# YOUR GOAL
Write out exactly the lines from the one containing "Each instance receives one keypoint. Mark the shoe sole" through the last line of the records below, including both.

# DATA EXCERPTS

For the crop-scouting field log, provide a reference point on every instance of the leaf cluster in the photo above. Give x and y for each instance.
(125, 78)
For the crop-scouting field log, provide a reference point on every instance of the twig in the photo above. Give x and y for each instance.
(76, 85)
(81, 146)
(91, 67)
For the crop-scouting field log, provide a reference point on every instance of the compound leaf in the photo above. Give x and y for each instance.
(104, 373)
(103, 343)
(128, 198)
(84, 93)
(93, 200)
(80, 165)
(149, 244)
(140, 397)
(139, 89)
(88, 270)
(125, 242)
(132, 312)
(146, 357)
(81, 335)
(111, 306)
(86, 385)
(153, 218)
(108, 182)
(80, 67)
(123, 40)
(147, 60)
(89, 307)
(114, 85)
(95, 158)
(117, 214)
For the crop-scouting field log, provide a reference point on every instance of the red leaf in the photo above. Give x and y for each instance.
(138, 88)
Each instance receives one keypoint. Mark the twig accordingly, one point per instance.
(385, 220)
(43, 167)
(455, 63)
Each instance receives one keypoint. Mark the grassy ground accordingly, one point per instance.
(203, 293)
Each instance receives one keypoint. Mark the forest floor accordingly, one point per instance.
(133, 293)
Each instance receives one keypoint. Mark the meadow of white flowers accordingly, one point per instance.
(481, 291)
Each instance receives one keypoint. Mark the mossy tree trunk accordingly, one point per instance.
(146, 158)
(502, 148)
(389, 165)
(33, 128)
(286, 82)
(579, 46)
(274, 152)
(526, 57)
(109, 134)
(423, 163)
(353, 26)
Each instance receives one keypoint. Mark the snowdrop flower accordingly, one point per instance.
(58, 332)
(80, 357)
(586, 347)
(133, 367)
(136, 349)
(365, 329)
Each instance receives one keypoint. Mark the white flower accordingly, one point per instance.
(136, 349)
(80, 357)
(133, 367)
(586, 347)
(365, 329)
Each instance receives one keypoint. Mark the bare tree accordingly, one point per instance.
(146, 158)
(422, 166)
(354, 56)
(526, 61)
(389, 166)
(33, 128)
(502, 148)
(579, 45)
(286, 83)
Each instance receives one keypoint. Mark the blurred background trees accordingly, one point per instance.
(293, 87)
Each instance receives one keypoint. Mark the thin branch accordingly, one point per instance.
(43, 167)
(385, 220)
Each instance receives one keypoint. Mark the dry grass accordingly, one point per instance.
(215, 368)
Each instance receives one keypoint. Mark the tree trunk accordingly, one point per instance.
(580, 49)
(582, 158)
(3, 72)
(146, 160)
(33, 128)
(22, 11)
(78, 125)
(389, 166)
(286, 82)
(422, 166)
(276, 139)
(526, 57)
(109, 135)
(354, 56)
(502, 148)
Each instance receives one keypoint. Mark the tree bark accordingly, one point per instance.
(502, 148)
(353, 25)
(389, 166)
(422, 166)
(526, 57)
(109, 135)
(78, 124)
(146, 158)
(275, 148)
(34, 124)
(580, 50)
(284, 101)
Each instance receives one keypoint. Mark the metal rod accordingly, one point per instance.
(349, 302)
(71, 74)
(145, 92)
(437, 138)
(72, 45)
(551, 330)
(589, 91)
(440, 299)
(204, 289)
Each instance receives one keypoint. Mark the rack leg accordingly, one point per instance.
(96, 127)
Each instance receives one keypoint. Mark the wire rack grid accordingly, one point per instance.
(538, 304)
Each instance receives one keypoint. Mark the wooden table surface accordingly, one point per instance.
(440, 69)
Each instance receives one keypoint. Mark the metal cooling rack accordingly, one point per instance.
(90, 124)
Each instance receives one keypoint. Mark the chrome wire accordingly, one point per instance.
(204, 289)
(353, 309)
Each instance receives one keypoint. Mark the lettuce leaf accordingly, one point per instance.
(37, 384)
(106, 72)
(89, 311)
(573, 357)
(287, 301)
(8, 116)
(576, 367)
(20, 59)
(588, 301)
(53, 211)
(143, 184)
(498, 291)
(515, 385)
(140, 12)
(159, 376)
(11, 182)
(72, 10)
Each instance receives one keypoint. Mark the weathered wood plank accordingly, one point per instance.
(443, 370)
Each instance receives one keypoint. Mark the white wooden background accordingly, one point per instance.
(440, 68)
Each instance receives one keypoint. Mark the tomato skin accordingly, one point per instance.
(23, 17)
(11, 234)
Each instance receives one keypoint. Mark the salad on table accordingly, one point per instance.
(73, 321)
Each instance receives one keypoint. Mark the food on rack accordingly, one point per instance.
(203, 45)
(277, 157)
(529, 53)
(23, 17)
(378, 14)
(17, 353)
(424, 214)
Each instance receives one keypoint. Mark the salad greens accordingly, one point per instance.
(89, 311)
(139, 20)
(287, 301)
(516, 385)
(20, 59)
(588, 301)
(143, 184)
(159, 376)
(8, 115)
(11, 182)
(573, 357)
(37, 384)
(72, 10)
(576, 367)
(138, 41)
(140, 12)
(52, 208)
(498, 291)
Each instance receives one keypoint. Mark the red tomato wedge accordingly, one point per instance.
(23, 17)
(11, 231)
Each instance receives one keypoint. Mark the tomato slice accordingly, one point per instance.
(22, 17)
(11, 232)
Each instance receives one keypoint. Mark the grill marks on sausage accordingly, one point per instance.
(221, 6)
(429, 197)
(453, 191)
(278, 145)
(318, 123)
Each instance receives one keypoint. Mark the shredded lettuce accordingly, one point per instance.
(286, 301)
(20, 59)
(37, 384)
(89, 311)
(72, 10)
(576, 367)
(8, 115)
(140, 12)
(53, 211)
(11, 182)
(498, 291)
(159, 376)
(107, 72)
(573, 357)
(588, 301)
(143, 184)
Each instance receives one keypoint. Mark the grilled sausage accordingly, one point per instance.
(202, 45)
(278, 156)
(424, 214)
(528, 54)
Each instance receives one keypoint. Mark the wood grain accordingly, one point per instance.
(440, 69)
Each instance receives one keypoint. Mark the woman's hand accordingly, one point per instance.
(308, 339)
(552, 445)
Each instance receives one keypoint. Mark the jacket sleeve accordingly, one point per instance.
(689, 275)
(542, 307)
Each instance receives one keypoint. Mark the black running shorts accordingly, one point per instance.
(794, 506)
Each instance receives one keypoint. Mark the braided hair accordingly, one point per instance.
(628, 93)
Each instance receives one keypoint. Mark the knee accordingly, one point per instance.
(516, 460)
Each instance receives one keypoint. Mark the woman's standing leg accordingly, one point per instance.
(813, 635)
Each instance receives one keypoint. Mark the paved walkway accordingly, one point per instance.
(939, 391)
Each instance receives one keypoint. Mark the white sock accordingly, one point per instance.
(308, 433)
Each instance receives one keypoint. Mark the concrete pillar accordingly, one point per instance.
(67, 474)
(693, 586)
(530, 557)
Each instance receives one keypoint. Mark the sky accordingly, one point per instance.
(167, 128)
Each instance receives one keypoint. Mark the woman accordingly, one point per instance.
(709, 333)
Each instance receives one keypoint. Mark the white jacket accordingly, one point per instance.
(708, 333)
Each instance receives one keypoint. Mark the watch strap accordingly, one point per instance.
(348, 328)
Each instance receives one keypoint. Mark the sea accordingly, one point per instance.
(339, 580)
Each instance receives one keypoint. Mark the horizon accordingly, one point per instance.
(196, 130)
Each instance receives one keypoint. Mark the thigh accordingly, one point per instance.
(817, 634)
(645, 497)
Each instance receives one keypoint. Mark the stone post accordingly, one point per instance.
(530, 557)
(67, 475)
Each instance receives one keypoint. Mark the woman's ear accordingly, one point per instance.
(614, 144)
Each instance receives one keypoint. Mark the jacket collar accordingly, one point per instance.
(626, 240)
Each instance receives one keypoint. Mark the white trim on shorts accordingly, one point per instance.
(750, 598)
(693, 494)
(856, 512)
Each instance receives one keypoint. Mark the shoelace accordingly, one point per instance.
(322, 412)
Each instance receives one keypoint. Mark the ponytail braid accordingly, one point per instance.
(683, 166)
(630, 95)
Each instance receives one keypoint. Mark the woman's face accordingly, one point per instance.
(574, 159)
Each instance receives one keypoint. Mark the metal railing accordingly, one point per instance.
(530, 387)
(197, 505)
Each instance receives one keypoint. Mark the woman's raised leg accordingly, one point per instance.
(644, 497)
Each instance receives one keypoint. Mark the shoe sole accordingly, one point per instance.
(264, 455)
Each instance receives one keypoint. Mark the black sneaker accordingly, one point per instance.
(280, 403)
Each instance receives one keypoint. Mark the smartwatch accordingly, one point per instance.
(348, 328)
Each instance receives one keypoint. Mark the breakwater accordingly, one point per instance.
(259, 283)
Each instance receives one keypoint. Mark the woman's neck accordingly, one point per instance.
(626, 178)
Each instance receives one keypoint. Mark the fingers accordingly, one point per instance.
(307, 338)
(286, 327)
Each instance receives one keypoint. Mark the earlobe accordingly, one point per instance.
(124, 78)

# TASK OUTPUT
Each instance receives one keypoint. Mark the shoe sole accordingly, one point per instance.
(264, 455)
Each instance receives one keypoint. Mark the black sneaker accordingly, one point per instance.
(280, 403)
Each instance receives one keypoint. Mark the smartwatch accordingly, one point per instance.
(348, 328)
Each instance receives one keypoint. Mark the breakwater accordingly, one point per instance.
(259, 283)
Each instance receives one keypoint. Mark the woman's neck accordingly, one point per instance.
(626, 178)
Each instance receives one keypoint. Mark the fingers accordingly, one point per instance.
(307, 338)
(286, 327)
Each instance receives one keypoint. Mark the earlobe accordingly, one point per instance.
(124, 78)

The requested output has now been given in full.